= Your task =
Repeat exactly the lines of the entries below from the one with "Target: spectator" through the one with "Mark the beige building facade with a point.", both ends included, and nothing else.

= Referring expression pointing data =
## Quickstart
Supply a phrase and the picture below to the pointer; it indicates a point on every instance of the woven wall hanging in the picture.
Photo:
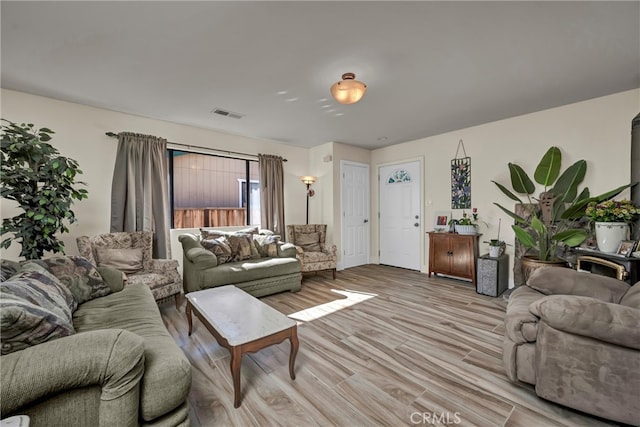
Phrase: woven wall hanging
(461, 180)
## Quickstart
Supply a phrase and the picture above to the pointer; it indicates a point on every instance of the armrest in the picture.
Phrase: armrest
(590, 317)
(329, 249)
(520, 325)
(565, 281)
(112, 359)
(113, 277)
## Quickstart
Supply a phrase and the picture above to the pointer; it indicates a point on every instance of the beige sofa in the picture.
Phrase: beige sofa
(267, 267)
(576, 337)
(117, 366)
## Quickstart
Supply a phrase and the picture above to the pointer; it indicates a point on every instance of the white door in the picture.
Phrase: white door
(400, 215)
(355, 213)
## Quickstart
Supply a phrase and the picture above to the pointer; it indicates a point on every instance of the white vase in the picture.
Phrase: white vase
(466, 229)
(495, 251)
(610, 234)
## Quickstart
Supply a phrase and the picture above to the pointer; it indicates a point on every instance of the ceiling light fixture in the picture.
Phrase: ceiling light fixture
(348, 90)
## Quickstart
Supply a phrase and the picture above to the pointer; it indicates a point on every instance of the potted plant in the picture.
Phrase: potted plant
(553, 219)
(42, 182)
(611, 220)
(467, 224)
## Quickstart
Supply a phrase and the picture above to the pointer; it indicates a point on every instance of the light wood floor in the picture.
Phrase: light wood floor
(379, 346)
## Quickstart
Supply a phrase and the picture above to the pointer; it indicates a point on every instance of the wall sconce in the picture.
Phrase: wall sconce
(308, 180)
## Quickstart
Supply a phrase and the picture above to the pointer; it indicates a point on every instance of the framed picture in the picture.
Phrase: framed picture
(626, 247)
(440, 220)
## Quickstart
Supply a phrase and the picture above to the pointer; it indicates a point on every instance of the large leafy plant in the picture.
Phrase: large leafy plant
(544, 233)
(43, 183)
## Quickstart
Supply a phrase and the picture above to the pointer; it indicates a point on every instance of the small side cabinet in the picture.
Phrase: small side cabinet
(453, 254)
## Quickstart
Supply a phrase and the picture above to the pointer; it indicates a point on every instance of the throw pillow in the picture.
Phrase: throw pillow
(267, 245)
(8, 268)
(23, 324)
(79, 275)
(37, 286)
(127, 260)
(242, 247)
(309, 242)
(219, 247)
(239, 241)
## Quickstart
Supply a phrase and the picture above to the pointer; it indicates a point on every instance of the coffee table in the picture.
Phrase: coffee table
(242, 324)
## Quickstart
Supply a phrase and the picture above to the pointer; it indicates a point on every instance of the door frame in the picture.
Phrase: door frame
(340, 265)
(420, 160)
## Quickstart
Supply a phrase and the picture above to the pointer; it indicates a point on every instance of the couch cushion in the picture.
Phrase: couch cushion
(241, 242)
(128, 260)
(219, 246)
(35, 284)
(167, 375)
(309, 242)
(8, 268)
(34, 308)
(23, 324)
(267, 244)
(248, 270)
(565, 281)
(632, 297)
(79, 275)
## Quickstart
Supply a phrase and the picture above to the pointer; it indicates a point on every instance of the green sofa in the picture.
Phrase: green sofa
(118, 366)
(263, 273)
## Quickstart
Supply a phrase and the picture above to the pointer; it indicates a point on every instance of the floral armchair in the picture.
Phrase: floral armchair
(312, 251)
(130, 252)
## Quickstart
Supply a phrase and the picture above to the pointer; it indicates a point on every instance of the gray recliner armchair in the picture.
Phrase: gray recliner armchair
(131, 253)
(576, 337)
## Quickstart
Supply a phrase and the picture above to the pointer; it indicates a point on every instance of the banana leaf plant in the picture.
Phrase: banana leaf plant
(542, 233)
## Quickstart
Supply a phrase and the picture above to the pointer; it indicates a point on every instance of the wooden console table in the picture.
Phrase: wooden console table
(453, 254)
(631, 265)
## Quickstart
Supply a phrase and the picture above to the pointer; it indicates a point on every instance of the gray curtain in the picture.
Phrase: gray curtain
(271, 193)
(139, 191)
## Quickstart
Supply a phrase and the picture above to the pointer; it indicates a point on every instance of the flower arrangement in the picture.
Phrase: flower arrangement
(612, 211)
(466, 220)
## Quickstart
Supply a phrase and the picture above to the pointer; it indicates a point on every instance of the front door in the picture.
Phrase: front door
(355, 213)
(400, 215)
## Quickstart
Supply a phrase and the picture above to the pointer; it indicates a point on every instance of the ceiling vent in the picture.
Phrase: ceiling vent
(225, 113)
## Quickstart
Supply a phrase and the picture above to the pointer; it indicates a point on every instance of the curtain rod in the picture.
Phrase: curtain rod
(115, 135)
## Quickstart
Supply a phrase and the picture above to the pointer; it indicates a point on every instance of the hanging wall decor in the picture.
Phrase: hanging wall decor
(461, 180)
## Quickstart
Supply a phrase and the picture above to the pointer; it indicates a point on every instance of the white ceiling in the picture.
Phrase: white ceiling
(430, 67)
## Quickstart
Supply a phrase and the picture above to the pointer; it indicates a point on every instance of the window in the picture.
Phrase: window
(211, 191)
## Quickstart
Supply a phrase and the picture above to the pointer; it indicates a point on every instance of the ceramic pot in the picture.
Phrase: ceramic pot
(495, 251)
(465, 229)
(610, 234)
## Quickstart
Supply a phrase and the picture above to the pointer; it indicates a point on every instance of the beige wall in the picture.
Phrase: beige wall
(80, 134)
(596, 130)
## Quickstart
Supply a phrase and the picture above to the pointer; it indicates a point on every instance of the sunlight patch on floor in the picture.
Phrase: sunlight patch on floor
(350, 298)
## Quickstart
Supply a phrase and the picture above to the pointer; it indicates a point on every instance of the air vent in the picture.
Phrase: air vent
(225, 113)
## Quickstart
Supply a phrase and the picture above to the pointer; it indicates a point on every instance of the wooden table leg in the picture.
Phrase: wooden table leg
(294, 351)
(236, 363)
(188, 311)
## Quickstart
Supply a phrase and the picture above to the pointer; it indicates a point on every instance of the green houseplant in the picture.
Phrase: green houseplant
(553, 218)
(43, 183)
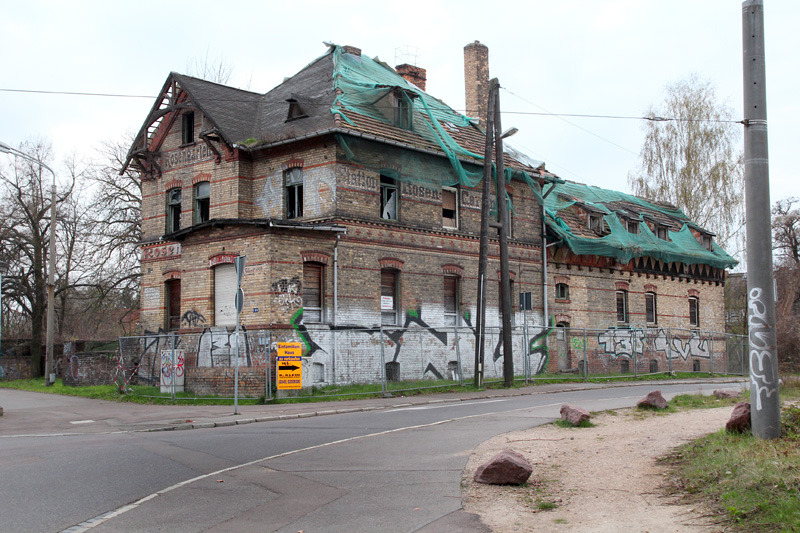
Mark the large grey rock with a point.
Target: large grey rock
(739, 421)
(505, 468)
(654, 400)
(574, 414)
(724, 394)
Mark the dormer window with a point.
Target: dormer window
(295, 111)
(403, 110)
(596, 223)
(187, 128)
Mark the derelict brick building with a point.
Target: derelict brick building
(355, 196)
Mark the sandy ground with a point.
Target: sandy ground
(601, 479)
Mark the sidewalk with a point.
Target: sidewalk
(31, 413)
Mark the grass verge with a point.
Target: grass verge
(750, 484)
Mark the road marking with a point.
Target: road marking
(460, 404)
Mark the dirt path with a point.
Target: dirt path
(601, 479)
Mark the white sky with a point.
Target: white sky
(603, 57)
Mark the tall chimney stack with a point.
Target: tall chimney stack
(476, 80)
(413, 74)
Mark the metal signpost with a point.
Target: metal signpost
(238, 264)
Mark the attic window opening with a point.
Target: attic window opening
(187, 128)
(295, 111)
(596, 223)
(403, 110)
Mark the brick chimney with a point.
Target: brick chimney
(412, 74)
(476, 80)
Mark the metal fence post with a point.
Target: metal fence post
(172, 363)
(458, 358)
(585, 360)
(669, 348)
(384, 385)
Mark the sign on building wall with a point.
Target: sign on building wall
(290, 366)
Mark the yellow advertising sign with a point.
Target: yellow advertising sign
(290, 365)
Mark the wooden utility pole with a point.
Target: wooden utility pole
(502, 207)
(483, 260)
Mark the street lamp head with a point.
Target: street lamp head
(509, 132)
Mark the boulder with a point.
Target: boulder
(574, 415)
(740, 418)
(654, 400)
(505, 468)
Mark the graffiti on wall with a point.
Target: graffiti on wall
(627, 342)
(288, 293)
(762, 345)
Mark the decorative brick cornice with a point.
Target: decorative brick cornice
(315, 257)
(511, 274)
(293, 163)
(391, 262)
(203, 176)
(221, 259)
(171, 274)
(173, 184)
(453, 270)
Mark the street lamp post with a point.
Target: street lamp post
(48, 366)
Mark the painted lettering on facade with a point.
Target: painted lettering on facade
(161, 252)
(186, 156)
(358, 179)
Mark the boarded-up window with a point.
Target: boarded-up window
(451, 300)
(173, 304)
(389, 293)
(449, 208)
(312, 293)
(224, 294)
(650, 307)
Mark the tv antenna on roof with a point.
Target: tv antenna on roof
(406, 54)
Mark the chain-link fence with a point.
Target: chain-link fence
(392, 359)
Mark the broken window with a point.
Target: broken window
(452, 299)
(313, 293)
(389, 293)
(173, 210)
(187, 128)
(650, 307)
(294, 192)
(390, 194)
(450, 207)
(202, 202)
(622, 306)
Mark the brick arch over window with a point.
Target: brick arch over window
(203, 176)
(391, 262)
(315, 257)
(171, 274)
(294, 163)
(453, 270)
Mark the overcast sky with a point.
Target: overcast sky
(597, 57)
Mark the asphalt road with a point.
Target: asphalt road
(384, 470)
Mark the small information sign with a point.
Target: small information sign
(290, 365)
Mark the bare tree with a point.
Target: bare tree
(25, 230)
(691, 158)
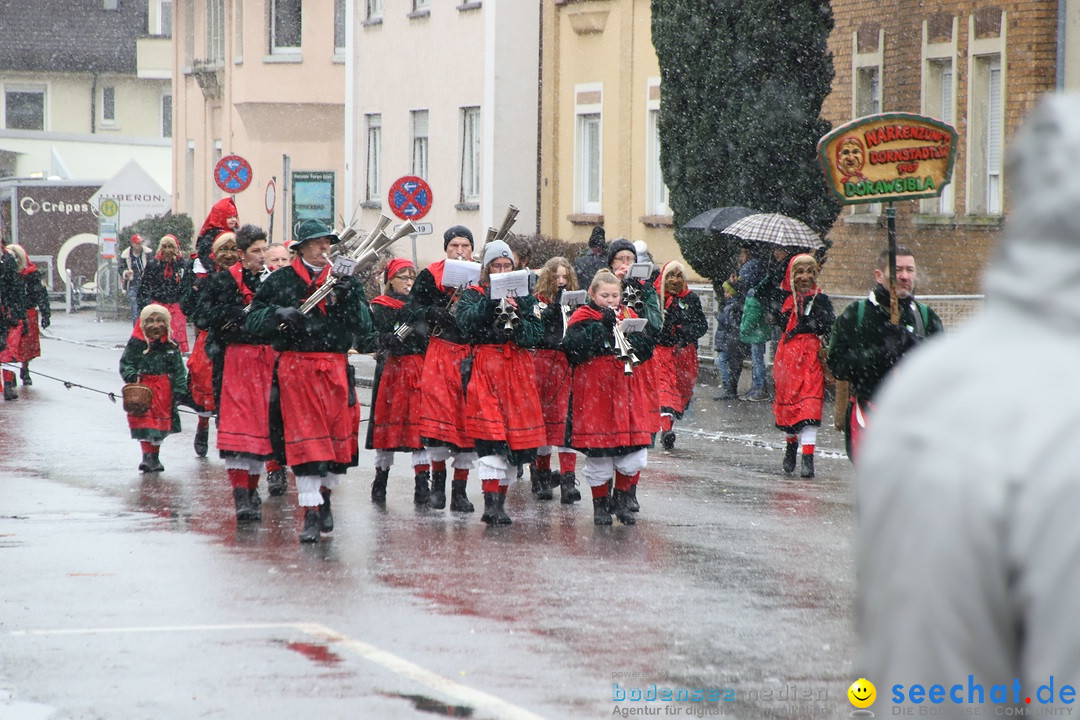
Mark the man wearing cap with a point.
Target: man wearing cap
(313, 381)
(430, 309)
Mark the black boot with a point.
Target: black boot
(568, 488)
(202, 442)
(277, 483)
(620, 508)
(790, 454)
(310, 532)
(458, 500)
(421, 492)
(602, 513)
(379, 486)
(244, 511)
(325, 516)
(545, 481)
(436, 499)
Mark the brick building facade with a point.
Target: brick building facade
(981, 67)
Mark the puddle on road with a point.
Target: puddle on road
(426, 704)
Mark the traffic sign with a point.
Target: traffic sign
(409, 198)
(232, 174)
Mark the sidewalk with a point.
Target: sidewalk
(736, 421)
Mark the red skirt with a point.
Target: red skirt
(608, 408)
(178, 327)
(443, 401)
(676, 370)
(502, 402)
(396, 412)
(553, 386)
(160, 416)
(799, 380)
(201, 375)
(243, 420)
(320, 425)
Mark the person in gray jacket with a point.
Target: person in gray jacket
(967, 485)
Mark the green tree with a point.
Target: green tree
(743, 82)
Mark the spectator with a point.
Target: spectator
(967, 537)
(586, 266)
(866, 344)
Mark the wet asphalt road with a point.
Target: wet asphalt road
(136, 596)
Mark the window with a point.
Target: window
(339, 16)
(215, 30)
(470, 154)
(25, 108)
(108, 105)
(420, 144)
(166, 114)
(284, 26)
(374, 157)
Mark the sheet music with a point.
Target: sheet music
(510, 284)
(457, 273)
(574, 298)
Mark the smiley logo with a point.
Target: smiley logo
(862, 693)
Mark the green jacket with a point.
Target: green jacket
(856, 349)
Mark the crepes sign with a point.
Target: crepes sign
(893, 155)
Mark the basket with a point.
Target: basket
(137, 398)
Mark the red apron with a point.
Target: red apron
(201, 375)
(610, 409)
(319, 422)
(396, 411)
(243, 420)
(553, 386)
(160, 416)
(502, 402)
(443, 401)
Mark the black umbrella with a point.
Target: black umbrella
(718, 218)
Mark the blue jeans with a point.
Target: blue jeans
(757, 366)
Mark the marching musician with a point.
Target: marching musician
(313, 379)
(442, 406)
(243, 369)
(396, 390)
(610, 418)
(502, 408)
(553, 382)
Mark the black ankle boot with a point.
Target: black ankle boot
(602, 512)
(202, 442)
(310, 532)
(791, 453)
(459, 502)
(325, 515)
(568, 488)
(379, 486)
(421, 492)
(545, 483)
(277, 483)
(245, 513)
(436, 499)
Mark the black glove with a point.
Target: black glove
(291, 320)
(607, 316)
(898, 341)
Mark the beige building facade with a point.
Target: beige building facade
(261, 80)
(446, 92)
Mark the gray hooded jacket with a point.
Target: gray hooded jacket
(968, 485)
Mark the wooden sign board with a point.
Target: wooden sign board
(892, 155)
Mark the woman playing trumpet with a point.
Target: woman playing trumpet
(610, 418)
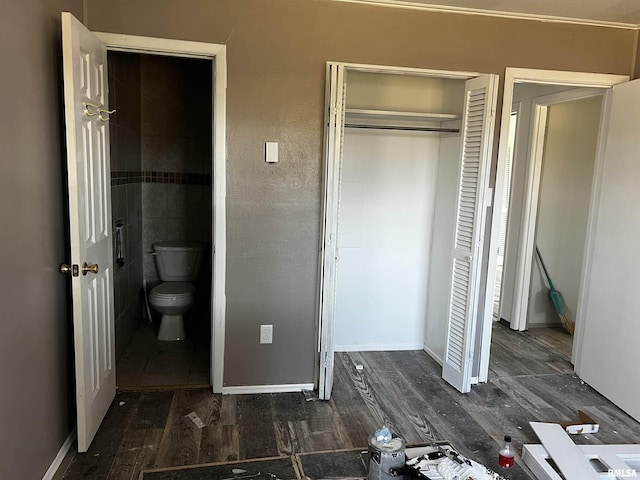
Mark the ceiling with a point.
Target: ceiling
(624, 13)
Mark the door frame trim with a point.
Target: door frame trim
(546, 77)
(218, 55)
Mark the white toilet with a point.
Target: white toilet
(177, 264)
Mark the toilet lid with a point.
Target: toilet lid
(173, 289)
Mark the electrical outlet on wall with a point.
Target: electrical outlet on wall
(266, 333)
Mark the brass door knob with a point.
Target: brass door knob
(86, 268)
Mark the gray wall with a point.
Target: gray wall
(277, 52)
(36, 403)
(126, 191)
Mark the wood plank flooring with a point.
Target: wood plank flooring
(527, 382)
(149, 362)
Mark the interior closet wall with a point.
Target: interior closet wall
(565, 194)
(388, 201)
(444, 217)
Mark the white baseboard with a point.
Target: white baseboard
(285, 388)
(378, 348)
(66, 446)
(432, 354)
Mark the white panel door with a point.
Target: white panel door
(608, 353)
(87, 135)
(471, 211)
(334, 120)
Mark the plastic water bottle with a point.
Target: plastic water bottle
(505, 458)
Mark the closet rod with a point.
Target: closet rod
(397, 127)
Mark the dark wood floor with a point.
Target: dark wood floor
(528, 382)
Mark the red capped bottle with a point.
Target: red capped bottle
(505, 458)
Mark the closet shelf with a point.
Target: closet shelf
(438, 117)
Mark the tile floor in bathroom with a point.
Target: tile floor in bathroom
(149, 362)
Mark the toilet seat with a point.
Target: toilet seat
(173, 290)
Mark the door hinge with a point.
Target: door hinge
(325, 359)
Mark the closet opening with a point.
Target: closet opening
(407, 159)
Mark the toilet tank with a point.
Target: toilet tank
(178, 261)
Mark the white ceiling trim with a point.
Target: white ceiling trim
(493, 13)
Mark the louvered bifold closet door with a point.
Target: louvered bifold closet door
(334, 135)
(474, 166)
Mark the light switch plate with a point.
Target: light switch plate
(271, 152)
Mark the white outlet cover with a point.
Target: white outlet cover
(271, 152)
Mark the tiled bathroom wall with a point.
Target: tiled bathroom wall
(126, 191)
(160, 171)
(176, 153)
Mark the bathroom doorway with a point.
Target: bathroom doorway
(161, 171)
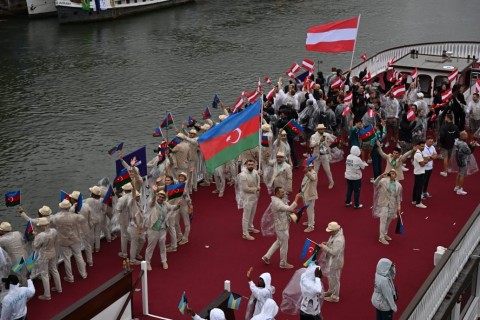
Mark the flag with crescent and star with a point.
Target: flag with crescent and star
(12, 198)
(228, 139)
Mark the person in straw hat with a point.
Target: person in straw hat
(332, 255)
(45, 248)
(12, 243)
(69, 226)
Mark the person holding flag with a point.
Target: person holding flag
(281, 212)
(387, 198)
(12, 243)
(309, 192)
(45, 249)
(332, 255)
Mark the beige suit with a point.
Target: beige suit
(310, 195)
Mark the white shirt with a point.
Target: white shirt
(417, 158)
(429, 152)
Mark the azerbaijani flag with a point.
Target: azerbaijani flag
(108, 196)
(157, 132)
(215, 102)
(12, 198)
(265, 141)
(183, 303)
(293, 127)
(237, 133)
(122, 179)
(367, 133)
(335, 143)
(18, 265)
(174, 142)
(175, 190)
(29, 231)
(234, 301)
(167, 121)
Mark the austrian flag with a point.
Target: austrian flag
(338, 36)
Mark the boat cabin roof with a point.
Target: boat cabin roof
(432, 63)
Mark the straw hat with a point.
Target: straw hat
(75, 195)
(65, 204)
(5, 226)
(333, 226)
(95, 190)
(42, 222)
(127, 187)
(45, 211)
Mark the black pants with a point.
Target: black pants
(384, 315)
(428, 173)
(418, 187)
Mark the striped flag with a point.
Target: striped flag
(338, 36)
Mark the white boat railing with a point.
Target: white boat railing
(378, 63)
(429, 297)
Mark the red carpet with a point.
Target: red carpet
(201, 271)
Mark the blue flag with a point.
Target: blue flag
(141, 164)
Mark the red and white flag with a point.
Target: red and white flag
(447, 95)
(414, 74)
(391, 61)
(348, 98)
(411, 114)
(253, 96)
(295, 68)
(336, 83)
(271, 94)
(453, 75)
(338, 36)
(367, 77)
(477, 86)
(238, 104)
(308, 65)
(398, 91)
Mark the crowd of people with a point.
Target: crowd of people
(374, 119)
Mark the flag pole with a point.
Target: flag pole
(355, 43)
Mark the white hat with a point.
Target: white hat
(65, 204)
(5, 226)
(45, 211)
(95, 190)
(75, 195)
(42, 222)
(127, 187)
(333, 226)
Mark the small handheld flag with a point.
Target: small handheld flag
(182, 306)
(234, 301)
(29, 231)
(399, 227)
(12, 198)
(216, 101)
(175, 190)
(18, 265)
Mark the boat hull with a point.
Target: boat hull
(75, 14)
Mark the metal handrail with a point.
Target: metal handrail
(431, 294)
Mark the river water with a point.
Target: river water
(69, 93)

= Finished task =
Target: spectator
(967, 537)
(586, 266)
(866, 344)
Mark the wet asphalt road with a point.
Target: wet asphalt road
(136, 596)
Mark the window with a point.
Target: window
(339, 16)
(215, 30)
(470, 154)
(25, 108)
(108, 105)
(420, 144)
(166, 114)
(284, 26)
(374, 157)
Mark the sheet music with a point.
Target: sheet music
(510, 284)
(457, 273)
(574, 298)
Mark the smiley logo with a point.
Target: smiley logo
(862, 693)
Mark the green jacket with a point.
Target: green jacket
(856, 349)
Mark the crepes sign with a point.
Target: crepes sign
(893, 155)
Mark the basket with a point.
Target: basket
(137, 398)
Mark the red apron with a point.
Target: red apron
(201, 375)
(610, 409)
(319, 422)
(396, 411)
(243, 420)
(553, 386)
(160, 416)
(502, 402)
(443, 401)
Mark the black umbrella with a point.
Target: black umbrella
(718, 218)
Mark the blue jeans with a point.
Target: blue jeans
(757, 366)
Mark the marching musician with a point.
Target: marching musician
(313, 379)
(442, 406)
(243, 369)
(396, 390)
(610, 418)
(502, 408)
(553, 382)
Mark the black ankle boot with a point.
Target: black ankle boot
(602, 512)
(202, 442)
(310, 532)
(791, 453)
(459, 502)
(325, 515)
(568, 488)
(379, 486)
(421, 492)
(545, 483)
(277, 483)
(245, 513)
(436, 499)
Mark the black glove with a point.
Target: black glove
(291, 320)
(607, 316)
(898, 341)
Mark the beige building facade with a point.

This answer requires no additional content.